* Start Provided information *
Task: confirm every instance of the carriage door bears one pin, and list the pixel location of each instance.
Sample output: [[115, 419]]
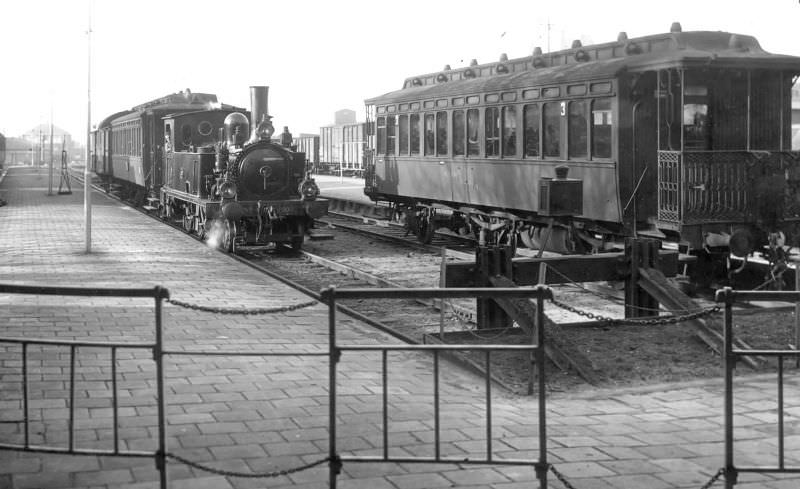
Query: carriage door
[[644, 177]]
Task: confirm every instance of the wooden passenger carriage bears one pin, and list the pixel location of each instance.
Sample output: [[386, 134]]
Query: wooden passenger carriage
[[683, 135]]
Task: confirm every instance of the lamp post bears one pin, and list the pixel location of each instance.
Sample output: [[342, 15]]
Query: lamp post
[[87, 179]]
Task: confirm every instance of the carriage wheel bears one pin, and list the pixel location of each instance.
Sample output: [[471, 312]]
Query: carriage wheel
[[425, 227]]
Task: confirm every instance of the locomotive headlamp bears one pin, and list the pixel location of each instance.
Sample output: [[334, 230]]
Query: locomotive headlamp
[[309, 189], [228, 190]]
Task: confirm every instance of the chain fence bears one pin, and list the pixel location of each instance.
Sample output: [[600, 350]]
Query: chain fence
[[241, 311], [248, 475]]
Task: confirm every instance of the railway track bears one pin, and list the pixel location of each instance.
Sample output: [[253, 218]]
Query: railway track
[[358, 257], [409, 321]]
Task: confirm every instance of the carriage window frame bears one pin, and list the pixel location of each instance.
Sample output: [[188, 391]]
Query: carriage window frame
[[491, 131], [602, 129], [577, 129], [391, 134], [532, 125], [429, 134], [442, 142], [508, 143], [402, 136], [380, 135], [551, 119], [473, 132], [414, 139], [459, 133]]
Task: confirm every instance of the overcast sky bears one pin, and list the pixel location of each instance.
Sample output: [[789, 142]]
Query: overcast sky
[[317, 56]]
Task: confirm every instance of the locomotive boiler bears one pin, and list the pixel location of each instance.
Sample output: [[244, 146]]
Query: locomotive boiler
[[682, 136]]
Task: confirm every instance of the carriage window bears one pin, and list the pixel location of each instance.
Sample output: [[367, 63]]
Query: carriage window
[[473, 123], [551, 139], [695, 126], [459, 133], [186, 135], [381, 136], [414, 133], [403, 127], [391, 128], [492, 131], [601, 128], [441, 133], [430, 135], [577, 129], [531, 131], [509, 131]]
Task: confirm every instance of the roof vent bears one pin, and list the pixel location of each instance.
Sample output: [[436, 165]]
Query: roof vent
[[735, 42]]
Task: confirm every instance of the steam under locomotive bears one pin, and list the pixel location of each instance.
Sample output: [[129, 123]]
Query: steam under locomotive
[[209, 166]]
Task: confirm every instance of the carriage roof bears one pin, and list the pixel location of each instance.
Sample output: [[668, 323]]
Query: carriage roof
[[583, 63]]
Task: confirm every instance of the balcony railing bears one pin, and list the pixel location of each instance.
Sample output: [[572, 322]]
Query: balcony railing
[[727, 186]]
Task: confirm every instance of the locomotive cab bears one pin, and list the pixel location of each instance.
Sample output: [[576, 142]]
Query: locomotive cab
[[239, 188]]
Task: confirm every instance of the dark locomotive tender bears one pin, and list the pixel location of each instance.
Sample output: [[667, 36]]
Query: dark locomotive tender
[[685, 136], [209, 167]]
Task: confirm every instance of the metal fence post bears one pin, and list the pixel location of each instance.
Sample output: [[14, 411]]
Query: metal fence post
[[729, 363], [542, 466], [158, 356], [334, 464]]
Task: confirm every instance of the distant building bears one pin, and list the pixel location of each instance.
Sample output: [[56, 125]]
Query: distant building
[[344, 116], [35, 145]]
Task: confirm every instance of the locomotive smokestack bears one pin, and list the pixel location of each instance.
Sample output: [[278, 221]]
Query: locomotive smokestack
[[261, 125]]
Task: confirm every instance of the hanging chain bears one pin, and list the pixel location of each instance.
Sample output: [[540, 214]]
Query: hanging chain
[[714, 479], [228, 310], [672, 319], [248, 475], [561, 477]]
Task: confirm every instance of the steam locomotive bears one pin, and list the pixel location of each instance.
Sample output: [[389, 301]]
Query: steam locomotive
[[682, 136], [208, 165]]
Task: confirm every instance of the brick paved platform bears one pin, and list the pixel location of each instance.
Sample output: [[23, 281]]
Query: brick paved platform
[[265, 414]]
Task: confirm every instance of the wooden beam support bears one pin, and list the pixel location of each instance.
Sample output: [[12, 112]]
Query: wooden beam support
[[657, 285], [562, 269], [557, 346]]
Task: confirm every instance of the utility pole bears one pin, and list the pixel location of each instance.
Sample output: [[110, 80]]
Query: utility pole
[[87, 178], [50, 173]]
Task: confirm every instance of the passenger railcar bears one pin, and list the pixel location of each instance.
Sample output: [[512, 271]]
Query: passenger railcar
[[206, 165], [684, 136]]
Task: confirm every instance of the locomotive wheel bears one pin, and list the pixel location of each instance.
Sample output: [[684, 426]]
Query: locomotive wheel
[[188, 223]]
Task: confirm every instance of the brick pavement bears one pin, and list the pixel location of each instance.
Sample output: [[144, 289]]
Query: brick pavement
[[263, 414]]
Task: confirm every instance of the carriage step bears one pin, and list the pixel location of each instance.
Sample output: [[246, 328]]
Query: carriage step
[[316, 236]]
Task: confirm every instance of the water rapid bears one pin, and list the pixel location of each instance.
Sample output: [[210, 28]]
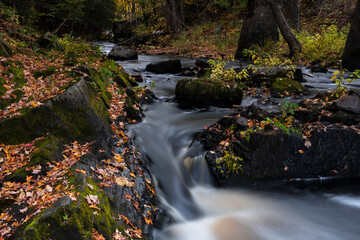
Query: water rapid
[[201, 211]]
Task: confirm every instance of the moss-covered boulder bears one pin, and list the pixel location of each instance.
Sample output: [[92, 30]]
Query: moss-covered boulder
[[285, 87], [124, 81], [17, 74], [78, 113], [2, 86], [49, 150], [68, 219], [45, 73], [204, 93], [48, 40]]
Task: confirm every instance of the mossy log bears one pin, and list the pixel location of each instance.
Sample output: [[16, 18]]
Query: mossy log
[[204, 93]]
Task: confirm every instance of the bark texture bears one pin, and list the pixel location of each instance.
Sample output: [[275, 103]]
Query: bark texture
[[285, 30], [258, 27], [173, 16], [291, 11]]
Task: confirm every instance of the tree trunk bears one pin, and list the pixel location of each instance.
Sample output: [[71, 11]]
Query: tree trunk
[[291, 10], [285, 30], [351, 56], [173, 18], [182, 12], [258, 27]]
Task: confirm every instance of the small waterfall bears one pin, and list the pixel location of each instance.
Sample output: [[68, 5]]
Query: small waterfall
[[202, 212]]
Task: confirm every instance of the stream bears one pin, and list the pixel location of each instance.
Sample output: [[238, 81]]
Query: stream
[[203, 212]]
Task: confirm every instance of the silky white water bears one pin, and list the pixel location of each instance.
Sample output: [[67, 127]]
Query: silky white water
[[202, 212]]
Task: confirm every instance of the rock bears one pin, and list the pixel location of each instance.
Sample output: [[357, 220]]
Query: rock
[[349, 103], [351, 56], [204, 93], [131, 112], [343, 110], [132, 94], [45, 73], [285, 86], [318, 69], [242, 122], [122, 30], [272, 155], [121, 54], [298, 75], [137, 40], [47, 40], [70, 115], [202, 63], [5, 49], [170, 66], [137, 77], [124, 81]]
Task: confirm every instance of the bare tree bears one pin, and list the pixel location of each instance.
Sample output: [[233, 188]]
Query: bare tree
[[261, 24], [351, 56], [258, 27]]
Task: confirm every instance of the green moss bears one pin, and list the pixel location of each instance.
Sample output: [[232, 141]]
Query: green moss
[[60, 118], [100, 86], [122, 81], [45, 73], [2, 88], [283, 85], [74, 220], [18, 93], [27, 127], [18, 75], [49, 150], [3, 103], [5, 49], [204, 92]]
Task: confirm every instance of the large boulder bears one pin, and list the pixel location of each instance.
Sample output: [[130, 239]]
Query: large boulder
[[350, 103], [122, 30], [272, 155], [203, 93], [77, 113], [275, 155], [121, 54], [170, 66], [324, 107]]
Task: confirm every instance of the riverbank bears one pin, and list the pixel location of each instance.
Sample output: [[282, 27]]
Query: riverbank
[[69, 168]]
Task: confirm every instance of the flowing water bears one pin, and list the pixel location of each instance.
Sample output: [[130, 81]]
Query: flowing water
[[203, 212]]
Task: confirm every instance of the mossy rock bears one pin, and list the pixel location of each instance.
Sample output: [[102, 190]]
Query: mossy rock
[[4, 103], [5, 49], [68, 219], [18, 75], [204, 93], [131, 112], [45, 73], [76, 114], [49, 150], [132, 94], [48, 40], [285, 86], [2, 86]]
* End Provided information *
- _Aim_
In the part of the entries that opens with the line containing "Task: confirm every instance of the hanging" and closes with the line containing "[[714, 479], [228, 310], [672, 319], [248, 475], [561, 477]]", substitute "suspended chain" for "hanging chain". Write out only that part, with everything else unchanged.

- _Answer for this exercise_
Task: confirm every instance of the suspended chain bears one pin, and list the pixel location of each instance.
Sample output: [[540, 214]]
Query: suspended chain
[[714, 479], [228, 310], [672, 319], [248, 475], [561, 477]]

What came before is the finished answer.